Output, without alteration, the first line of the entries and each line after it, stopping with the line that contains "Return the mask for every instance of the **station".

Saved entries
--- --- ---

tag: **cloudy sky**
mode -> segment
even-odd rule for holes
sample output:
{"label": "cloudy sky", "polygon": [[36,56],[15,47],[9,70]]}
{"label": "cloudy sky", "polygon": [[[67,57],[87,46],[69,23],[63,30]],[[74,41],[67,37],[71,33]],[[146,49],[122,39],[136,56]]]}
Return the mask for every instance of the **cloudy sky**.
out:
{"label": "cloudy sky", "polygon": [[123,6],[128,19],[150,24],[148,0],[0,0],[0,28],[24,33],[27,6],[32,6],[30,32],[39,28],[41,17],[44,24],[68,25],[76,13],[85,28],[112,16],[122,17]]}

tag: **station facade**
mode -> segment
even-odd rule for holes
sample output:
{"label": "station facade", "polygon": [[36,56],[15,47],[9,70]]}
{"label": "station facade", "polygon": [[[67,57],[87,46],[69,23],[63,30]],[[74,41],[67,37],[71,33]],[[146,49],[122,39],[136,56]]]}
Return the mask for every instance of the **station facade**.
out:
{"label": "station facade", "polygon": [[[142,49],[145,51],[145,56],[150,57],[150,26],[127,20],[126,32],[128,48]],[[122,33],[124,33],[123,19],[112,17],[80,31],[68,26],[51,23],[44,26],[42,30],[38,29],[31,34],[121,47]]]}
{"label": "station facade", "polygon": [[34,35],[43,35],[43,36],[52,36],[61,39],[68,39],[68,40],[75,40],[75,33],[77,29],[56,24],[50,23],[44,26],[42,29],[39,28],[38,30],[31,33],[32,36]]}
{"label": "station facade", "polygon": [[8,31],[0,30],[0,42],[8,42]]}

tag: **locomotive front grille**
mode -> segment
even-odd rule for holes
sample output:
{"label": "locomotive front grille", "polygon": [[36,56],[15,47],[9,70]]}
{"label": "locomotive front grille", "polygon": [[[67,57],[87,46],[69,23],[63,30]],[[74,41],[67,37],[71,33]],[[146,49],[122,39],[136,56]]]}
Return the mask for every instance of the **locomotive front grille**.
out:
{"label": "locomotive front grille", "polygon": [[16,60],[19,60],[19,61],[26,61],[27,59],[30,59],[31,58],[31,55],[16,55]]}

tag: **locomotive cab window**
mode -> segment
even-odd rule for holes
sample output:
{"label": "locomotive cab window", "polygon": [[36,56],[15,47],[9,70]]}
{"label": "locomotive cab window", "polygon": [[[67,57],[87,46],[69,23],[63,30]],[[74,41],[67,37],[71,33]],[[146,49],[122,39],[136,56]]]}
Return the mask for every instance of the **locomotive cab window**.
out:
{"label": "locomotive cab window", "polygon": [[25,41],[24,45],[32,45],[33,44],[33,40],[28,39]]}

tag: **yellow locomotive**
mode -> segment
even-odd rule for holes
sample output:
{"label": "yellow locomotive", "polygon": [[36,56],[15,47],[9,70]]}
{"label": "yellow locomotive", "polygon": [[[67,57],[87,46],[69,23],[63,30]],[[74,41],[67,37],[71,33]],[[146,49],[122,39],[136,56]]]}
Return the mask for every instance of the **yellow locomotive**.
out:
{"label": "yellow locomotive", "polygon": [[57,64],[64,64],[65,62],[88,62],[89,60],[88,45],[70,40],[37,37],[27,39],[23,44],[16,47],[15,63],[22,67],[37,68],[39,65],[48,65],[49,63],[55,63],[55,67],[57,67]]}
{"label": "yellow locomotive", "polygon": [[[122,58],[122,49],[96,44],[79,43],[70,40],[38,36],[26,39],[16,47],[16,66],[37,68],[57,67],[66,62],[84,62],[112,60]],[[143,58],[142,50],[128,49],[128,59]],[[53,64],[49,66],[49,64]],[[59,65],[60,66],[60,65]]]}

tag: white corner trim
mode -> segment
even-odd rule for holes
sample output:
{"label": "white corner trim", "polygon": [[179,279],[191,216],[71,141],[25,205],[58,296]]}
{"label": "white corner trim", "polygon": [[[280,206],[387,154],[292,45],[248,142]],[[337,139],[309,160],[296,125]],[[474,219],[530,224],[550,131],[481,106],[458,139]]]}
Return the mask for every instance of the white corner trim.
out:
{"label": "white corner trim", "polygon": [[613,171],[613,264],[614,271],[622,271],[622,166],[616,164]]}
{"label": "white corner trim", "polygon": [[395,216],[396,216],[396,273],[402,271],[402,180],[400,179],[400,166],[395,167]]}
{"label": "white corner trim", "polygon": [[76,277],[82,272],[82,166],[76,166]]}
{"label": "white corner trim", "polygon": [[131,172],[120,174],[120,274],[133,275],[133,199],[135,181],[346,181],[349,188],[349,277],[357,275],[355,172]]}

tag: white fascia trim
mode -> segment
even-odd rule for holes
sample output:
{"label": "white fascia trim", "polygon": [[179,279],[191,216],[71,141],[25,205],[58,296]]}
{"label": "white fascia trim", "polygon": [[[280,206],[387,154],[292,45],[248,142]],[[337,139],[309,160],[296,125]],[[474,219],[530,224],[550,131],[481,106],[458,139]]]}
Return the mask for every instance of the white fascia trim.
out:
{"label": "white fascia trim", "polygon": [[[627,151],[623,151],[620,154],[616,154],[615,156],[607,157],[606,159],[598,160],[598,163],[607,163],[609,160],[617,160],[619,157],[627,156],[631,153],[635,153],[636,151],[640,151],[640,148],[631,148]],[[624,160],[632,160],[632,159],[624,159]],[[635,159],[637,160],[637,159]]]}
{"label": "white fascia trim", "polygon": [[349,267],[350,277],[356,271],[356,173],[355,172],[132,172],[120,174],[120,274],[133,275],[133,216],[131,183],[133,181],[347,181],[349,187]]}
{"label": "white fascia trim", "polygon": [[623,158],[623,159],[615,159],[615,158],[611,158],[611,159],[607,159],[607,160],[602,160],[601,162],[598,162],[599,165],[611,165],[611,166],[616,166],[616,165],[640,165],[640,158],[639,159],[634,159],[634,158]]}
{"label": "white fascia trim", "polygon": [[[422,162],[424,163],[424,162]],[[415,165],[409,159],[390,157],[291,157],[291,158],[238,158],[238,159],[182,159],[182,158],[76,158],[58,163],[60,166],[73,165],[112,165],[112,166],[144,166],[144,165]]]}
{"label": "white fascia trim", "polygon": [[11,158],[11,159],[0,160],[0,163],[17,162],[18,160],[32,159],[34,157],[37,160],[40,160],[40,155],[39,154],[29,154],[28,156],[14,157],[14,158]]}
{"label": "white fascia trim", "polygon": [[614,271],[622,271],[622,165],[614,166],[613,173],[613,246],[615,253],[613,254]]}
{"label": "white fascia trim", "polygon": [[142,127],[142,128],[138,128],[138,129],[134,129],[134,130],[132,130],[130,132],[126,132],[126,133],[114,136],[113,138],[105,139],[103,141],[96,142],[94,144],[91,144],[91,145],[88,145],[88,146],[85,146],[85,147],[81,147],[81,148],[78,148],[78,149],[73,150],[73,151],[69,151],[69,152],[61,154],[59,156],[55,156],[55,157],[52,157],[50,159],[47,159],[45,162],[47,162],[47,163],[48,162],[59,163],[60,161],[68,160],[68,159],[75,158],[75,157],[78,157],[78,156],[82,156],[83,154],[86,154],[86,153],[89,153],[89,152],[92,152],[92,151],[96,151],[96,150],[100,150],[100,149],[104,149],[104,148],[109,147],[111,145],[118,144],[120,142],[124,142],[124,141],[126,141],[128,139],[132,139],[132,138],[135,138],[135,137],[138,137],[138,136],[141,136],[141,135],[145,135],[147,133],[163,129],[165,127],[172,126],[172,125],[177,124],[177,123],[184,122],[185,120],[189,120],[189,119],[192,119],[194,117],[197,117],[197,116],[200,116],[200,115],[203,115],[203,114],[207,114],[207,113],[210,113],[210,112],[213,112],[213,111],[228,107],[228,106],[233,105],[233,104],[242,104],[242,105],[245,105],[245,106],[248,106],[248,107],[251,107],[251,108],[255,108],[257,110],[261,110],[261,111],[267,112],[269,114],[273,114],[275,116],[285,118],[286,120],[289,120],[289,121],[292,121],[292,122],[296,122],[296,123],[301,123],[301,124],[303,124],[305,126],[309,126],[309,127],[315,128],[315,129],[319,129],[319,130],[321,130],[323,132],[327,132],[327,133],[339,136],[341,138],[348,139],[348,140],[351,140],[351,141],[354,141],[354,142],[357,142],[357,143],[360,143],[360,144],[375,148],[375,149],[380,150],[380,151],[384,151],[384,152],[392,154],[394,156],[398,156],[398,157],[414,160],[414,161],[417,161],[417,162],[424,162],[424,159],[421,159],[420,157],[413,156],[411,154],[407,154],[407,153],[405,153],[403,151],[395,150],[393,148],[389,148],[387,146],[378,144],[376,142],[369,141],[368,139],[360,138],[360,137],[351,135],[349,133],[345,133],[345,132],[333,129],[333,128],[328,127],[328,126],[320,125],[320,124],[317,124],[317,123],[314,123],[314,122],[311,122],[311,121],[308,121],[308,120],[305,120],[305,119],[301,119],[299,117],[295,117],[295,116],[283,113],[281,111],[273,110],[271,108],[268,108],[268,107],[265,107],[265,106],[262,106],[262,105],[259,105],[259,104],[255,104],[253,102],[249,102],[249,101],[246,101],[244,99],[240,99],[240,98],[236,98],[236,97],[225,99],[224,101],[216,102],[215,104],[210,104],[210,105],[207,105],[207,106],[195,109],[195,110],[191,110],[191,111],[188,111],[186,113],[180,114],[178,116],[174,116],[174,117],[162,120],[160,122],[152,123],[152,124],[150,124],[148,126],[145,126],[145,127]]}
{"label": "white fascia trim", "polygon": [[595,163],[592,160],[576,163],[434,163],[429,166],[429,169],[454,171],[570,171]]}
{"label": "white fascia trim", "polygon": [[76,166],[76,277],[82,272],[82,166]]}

--- --- ---

**TASK RESULT**
tag: **cloudy sky**
mode -> segment
even-odd rule for holes
sample output:
{"label": "cloudy sky", "polygon": [[36,56],[15,47],[9,70]]}
{"label": "cloudy sky", "polygon": [[[67,57],[87,46],[69,23],[63,30]],[[74,41],[67,37],[71,33]],[[146,49],[122,39],[136,56]]]}
Return the mask for every instance of the **cloudy sky**.
out:
{"label": "cloudy sky", "polygon": [[123,6],[128,19],[150,24],[148,0],[0,0],[0,28],[24,33],[27,6],[32,6],[30,32],[39,28],[41,17],[44,24],[68,25],[76,13],[85,28],[112,16],[122,17]]}

tag: **station facade**
mode -> segment
even-odd rule for holes
sample output:
{"label": "station facade", "polygon": [[36,56],[15,47],[9,70]]}
{"label": "station facade", "polygon": [[[67,57],[87,46],[69,23],[63,30]],[[74,41],[67,37],[71,33]],[[146,49],[122,39],[136,56]]]}
Return the mask for every instance of the **station facade**.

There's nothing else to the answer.